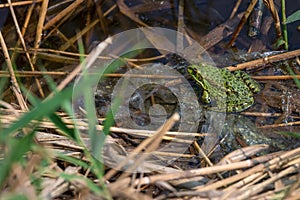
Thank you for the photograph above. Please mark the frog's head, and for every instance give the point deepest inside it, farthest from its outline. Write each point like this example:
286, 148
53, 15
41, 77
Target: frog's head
195, 73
········
[What you have to do]
Leaving aside the pictures, copy the listing above exactly.

[Task answer]
Thank you for the photograph above. Please mark the frog's head, and for every instance give the point deepest inside it, farthest from its outline. Write each point like this example:
286, 148
53, 15
41, 77
Target: frog's head
195, 73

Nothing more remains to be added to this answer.